Saved entries

****************************************

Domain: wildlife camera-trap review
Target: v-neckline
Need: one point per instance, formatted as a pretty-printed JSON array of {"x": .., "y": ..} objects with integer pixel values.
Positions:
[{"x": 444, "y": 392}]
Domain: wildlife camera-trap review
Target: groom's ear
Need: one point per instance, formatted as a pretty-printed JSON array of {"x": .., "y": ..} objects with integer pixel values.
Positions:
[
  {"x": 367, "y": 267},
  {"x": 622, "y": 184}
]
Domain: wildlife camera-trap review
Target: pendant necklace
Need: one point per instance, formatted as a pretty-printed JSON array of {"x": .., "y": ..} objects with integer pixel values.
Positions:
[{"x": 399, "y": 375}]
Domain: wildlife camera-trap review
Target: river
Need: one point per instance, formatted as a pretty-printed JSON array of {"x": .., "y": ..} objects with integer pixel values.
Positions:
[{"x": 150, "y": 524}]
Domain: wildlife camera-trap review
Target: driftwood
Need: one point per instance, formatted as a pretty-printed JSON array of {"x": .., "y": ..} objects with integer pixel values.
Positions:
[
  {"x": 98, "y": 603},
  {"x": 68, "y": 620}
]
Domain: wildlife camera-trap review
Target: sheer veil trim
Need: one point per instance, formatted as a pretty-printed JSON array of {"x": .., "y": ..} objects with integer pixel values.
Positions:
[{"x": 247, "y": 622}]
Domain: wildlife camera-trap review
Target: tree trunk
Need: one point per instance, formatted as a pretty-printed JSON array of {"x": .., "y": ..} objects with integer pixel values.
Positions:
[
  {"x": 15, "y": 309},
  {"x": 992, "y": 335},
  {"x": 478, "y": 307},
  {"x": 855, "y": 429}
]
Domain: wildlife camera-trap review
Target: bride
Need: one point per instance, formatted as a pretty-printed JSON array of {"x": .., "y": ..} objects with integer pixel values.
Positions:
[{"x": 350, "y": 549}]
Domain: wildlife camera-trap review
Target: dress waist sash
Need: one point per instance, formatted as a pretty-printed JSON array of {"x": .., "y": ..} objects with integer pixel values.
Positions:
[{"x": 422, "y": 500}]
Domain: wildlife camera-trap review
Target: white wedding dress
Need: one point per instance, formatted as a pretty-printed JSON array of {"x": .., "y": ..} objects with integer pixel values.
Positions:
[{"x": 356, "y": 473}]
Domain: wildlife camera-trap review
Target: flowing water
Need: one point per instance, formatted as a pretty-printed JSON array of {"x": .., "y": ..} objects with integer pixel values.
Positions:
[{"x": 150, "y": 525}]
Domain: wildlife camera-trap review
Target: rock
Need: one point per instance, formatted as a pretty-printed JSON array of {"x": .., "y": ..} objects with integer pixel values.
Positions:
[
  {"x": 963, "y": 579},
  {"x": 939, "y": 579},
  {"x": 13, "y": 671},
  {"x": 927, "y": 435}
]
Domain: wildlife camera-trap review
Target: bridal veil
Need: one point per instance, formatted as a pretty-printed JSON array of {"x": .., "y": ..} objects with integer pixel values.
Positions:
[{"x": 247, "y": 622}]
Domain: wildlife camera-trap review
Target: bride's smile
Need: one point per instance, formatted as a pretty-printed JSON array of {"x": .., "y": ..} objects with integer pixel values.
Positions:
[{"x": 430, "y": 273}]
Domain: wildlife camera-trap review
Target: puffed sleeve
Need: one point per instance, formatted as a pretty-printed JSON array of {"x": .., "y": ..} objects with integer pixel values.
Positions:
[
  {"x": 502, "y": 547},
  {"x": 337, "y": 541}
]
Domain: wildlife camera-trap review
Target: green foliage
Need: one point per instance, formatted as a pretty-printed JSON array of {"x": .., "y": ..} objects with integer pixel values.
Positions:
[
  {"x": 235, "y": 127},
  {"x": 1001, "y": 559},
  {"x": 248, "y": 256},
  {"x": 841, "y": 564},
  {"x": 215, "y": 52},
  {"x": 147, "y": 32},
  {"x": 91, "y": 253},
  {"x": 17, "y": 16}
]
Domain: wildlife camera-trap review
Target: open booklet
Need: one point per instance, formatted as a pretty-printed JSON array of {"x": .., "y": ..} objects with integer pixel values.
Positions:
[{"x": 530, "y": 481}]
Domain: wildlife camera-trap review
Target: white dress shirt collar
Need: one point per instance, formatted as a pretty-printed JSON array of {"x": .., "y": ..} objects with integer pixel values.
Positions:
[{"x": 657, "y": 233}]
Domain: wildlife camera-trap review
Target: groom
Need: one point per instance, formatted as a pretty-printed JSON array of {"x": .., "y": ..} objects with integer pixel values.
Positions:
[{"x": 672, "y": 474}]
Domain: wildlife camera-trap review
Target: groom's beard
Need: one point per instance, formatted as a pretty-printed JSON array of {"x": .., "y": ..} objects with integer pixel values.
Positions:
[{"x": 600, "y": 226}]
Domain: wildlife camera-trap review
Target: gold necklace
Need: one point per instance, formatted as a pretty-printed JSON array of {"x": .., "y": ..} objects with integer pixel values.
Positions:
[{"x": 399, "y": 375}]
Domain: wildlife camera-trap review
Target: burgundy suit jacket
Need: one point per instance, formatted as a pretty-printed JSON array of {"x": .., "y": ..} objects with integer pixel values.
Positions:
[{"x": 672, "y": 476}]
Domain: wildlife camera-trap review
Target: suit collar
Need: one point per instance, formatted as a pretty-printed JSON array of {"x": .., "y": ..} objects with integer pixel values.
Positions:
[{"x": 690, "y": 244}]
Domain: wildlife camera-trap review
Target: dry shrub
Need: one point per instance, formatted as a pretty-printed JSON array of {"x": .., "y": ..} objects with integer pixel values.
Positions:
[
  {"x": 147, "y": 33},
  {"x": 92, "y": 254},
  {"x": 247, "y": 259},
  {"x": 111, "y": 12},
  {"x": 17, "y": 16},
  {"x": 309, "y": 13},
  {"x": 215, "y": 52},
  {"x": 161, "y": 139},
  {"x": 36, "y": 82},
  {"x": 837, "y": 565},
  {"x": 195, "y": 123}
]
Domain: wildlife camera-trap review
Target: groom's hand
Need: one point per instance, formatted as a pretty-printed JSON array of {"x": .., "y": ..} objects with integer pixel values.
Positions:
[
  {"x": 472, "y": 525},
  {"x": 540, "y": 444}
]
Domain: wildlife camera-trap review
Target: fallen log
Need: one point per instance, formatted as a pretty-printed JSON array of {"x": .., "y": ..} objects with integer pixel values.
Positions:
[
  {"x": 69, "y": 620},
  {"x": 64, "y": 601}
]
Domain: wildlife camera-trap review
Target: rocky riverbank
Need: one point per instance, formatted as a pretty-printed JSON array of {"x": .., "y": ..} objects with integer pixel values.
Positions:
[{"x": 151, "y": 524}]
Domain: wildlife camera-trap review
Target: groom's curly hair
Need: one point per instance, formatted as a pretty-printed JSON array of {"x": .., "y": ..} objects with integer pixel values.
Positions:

****************************************

Select every line in the entries above that contains the word "collar", and copy each one out.

Target: white dress shirt collar
Target: suit collar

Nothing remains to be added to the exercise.